Reproduce word for word the lines of the material between the line holding "out the light" and the line holding "(1038, 477)", inclusive.

- DATA SHOWN:
◇ ◇ ◇ ◇ ◇
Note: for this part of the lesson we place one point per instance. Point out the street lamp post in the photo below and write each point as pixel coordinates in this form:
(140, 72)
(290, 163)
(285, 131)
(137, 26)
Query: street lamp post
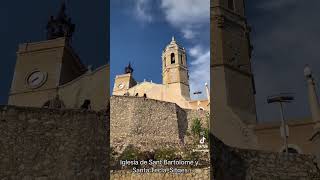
(282, 98)
(198, 93)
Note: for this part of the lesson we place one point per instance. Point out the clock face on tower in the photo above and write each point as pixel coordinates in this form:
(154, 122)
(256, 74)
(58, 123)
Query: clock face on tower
(36, 79)
(121, 86)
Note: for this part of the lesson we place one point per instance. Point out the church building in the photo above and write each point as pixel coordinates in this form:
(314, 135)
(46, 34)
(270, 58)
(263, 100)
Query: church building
(50, 74)
(175, 86)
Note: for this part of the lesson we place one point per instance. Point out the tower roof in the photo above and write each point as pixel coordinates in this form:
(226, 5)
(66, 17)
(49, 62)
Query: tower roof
(61, 25)
(128, 69)
(173, 44)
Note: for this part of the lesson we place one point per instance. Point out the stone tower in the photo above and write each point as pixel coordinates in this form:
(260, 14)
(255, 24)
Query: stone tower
(175, 68)
(233, 91)
(42, 67)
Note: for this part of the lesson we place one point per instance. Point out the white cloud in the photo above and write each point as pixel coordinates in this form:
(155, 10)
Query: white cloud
(275, 4)
(142, 11)
(187, 15)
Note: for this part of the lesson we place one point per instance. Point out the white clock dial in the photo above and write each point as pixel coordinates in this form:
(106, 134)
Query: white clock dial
(36, 79)
(121, 86)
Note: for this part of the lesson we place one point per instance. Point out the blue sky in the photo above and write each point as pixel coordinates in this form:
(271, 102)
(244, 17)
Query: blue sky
(25, 21)
(140, 29)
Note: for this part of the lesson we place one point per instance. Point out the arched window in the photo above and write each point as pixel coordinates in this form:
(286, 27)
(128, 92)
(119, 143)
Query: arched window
(231, 4)
(292, 148)
(173, 60)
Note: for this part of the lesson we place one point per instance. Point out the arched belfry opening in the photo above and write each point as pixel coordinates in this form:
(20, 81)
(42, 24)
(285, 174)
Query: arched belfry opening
(173, 60)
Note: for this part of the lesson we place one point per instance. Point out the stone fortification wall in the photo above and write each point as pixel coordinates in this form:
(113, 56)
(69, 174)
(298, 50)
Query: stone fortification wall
(239, 164)
(53, 144)
(148, 124)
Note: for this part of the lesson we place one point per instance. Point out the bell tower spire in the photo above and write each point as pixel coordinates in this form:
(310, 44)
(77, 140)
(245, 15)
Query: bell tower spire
(174, 67)
(61, 25)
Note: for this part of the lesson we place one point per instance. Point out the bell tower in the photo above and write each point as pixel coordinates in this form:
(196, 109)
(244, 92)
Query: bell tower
(175, 68)
(233, 89)
(42, 67)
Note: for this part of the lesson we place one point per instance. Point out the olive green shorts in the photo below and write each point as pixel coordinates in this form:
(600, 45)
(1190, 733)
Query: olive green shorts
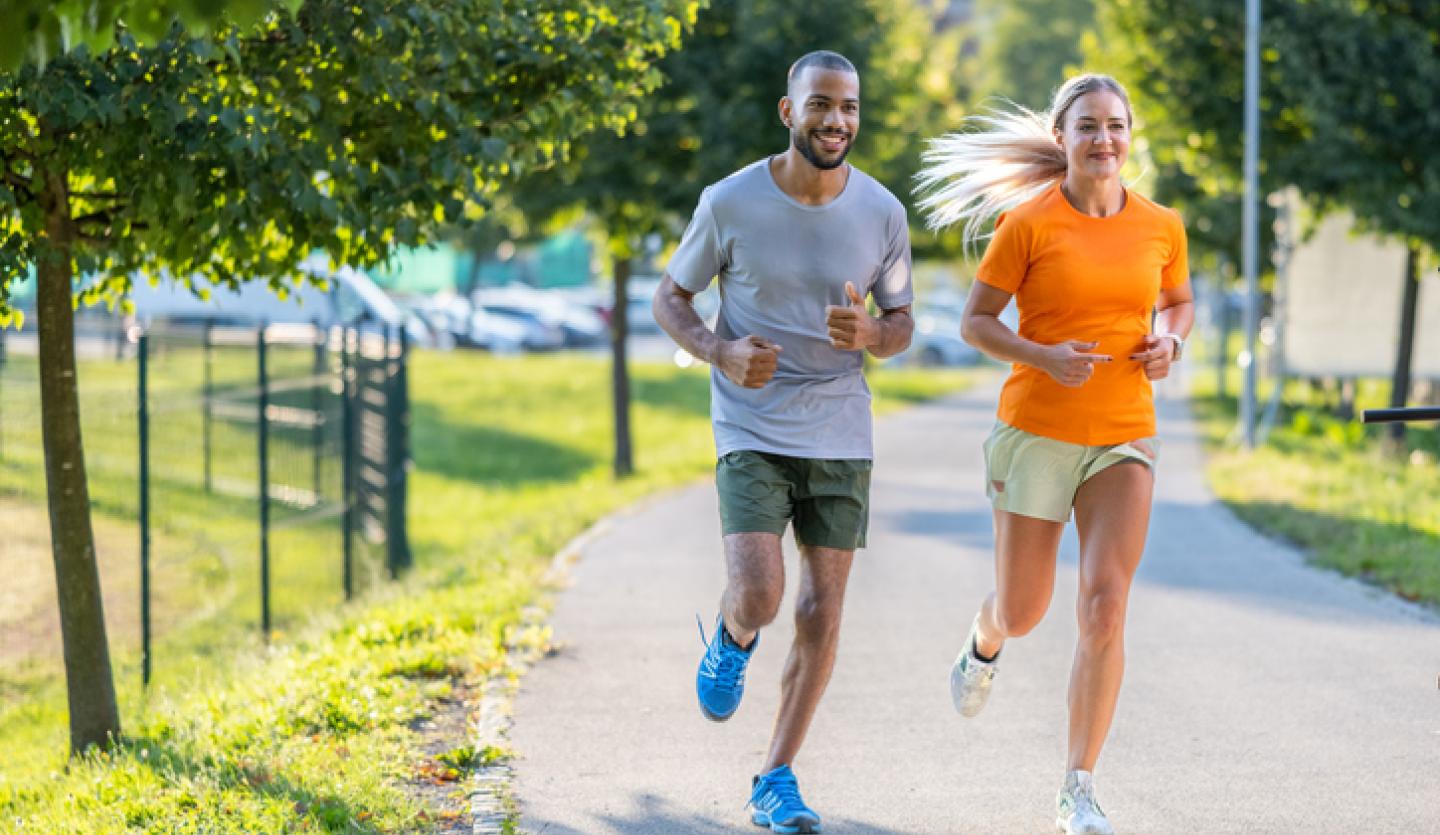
(828, 498)
(1031, 475)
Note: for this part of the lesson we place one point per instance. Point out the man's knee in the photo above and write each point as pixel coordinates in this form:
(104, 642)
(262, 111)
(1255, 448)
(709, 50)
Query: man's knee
(817, 616)
(755, 606)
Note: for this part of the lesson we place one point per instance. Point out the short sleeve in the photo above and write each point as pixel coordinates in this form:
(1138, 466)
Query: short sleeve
(699, 258)
(1007, 258)
(1177, 269)
(893, 288)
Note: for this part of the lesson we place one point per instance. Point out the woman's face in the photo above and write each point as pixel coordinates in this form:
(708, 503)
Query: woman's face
(1096, 136)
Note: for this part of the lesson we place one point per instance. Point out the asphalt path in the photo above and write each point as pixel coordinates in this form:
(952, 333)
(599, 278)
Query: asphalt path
(1262, 696)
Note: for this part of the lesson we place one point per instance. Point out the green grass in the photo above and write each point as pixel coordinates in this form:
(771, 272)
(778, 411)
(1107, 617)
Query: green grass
(314, 733)
(1331, 485)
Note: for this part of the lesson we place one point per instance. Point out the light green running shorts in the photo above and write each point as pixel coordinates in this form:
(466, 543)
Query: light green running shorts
(1038, 477)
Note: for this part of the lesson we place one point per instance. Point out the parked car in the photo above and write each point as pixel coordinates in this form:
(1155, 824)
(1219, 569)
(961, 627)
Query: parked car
(578, 321)
(349, 298)
(938, 341)
(494, 333)
(539, 334)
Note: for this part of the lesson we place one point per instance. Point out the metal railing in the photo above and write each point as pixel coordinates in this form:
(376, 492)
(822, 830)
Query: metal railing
(261, 472)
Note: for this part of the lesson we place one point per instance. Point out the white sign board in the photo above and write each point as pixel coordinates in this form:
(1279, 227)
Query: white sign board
(1342, 307)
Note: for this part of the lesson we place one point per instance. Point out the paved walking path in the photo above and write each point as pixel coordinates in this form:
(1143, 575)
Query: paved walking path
(1262, 696)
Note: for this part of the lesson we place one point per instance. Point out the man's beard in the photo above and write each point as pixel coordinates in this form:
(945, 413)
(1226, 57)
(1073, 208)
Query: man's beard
(804, 144)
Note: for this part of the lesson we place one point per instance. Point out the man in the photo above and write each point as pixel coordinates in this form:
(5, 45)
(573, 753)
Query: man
◇ ◇ ◇ ◇ ◇
- REPLY TO THE TASK:
Note: for this part of the lesson we place one point per instance. Point out the light green running shorts in the photo above and write each point as pixel coordinates in this form:
(466, 543)
Query: light green running shorts
(1038, 477)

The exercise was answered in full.